TEXTAUSZUG>
::::::

Genossenschaftliches Gewerbeprojekt in Weimar

Eine Zukunft fürs VEB-Wägetechnik-Areal

Oliver Pohlisch
11. October 2016
Wägetechnik-Areal mit Produktionshalle (r.) und Heizhaus (l.) (Bild: Andreas Bauermeister)

Geplant ist, dass lokale Handwerker, Künstler, Kulturschaffende und soziale Träger das brachliegende Areal zusammen erwerben, die darauf stehenden Gebäude modernisieren und anschließend an sich selbst vermieten. Angestoßen wurde das Vorhaben von Wohnprojektor, einer Agentur für gemeinschaftliches Wohnen und Arbeiten, die sich in der Kreativ-Etage in Weimar gegründet hat und in der Vergangenheit schon Erfahrung mit der Entwicklung des genossenschaftlichen Wohnprojekts Ro70 e.G. sammeln konnte.

::::::

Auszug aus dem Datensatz

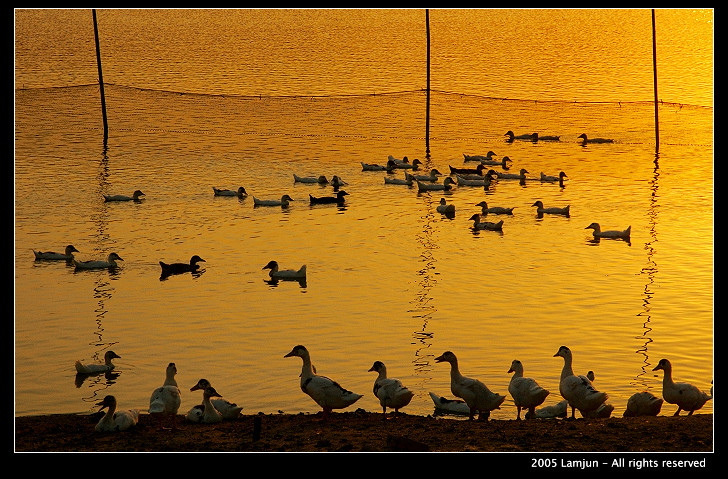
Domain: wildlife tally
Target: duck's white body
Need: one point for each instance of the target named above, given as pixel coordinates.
(686, 396)
(276, 273)
(551, 210)
(598, 233)
(446, 185)
(113, 420)
(284, 201)
(526, 392)
(240, 192)
(390, 391)
(578, 390)
(166, 399)
(485, 225)
(99, 264)
(444, 208)
(135, 197)
(494, 210)
(67, 255)
(98, 368)
(326, 392)
(643, 404)
(475, 394)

::::::

ZIEL 1> Gib aus dem Text über das Weimarer Gewerbeprojekt den Abschnitt von „Eine Zukunft fürs“ bis „e.G. sammeln konnte.“ wortgetreu wieder.
ZIEL 2> Prüfe anhand des Textes über das Weimarer Gewerbeprojekt, ob die folgenden Aussagen zutreffen, und belege jede Antwort mit dem entscheidenden Wortlaut: (a) Das Vorhaben wurde von Wohnprojektor angestoßen. (b) Die Gebäude sollen nach der Modernisierung an fremde Firmen vermietet werden. (c) Wohnprojektor hat bisher keine Erfahrung mit genossenschaftlichen Projekten.

MUSTERLÖSUNG 1>
Eine Zukunft fürs VEB-Wägetechnik-Areal

Oliver Pohlisch
11. October 2016
Wägetechnik-Areal mit Produktionshalle (r.) und Heizhaus (l.) (Bild: Andreas Bauermeister)

Geplant ist, dass lokale Handwerker, Künstler, Kulturschaffende und soziale Träger das brachliegende Areal zusammen erwerben, die darauf stehenden Gebäude modernisieren und anschließend an sich selbst vermieten. Angestoßen wurde das Vorhaben von Wohnprojektor, einer Agentur für gemeinschaftliches Wohnen und Arbeiten, die sich in der Kreativ-Etage in Weimar gegründet hat und in der Vergangenheit schon Erfahrung mit der Entwicklung des genossenschaftlichen Wohnprojekts Ro70 e.G. sammeln konnte.

MUSTERLÖSUNG 2>
(a) Ja: „Angestoßen wurde das Vorhaben von Wohnprojektor“.
(b) Nein: „anschließend an sich selbst vermieten“.
(c) Nein: „in der Vergangenheit schon Erfahrung mit der Entwicklung des genossenschaftlichen Wohnprojekts Ro70 e.G. sammeln konnte“.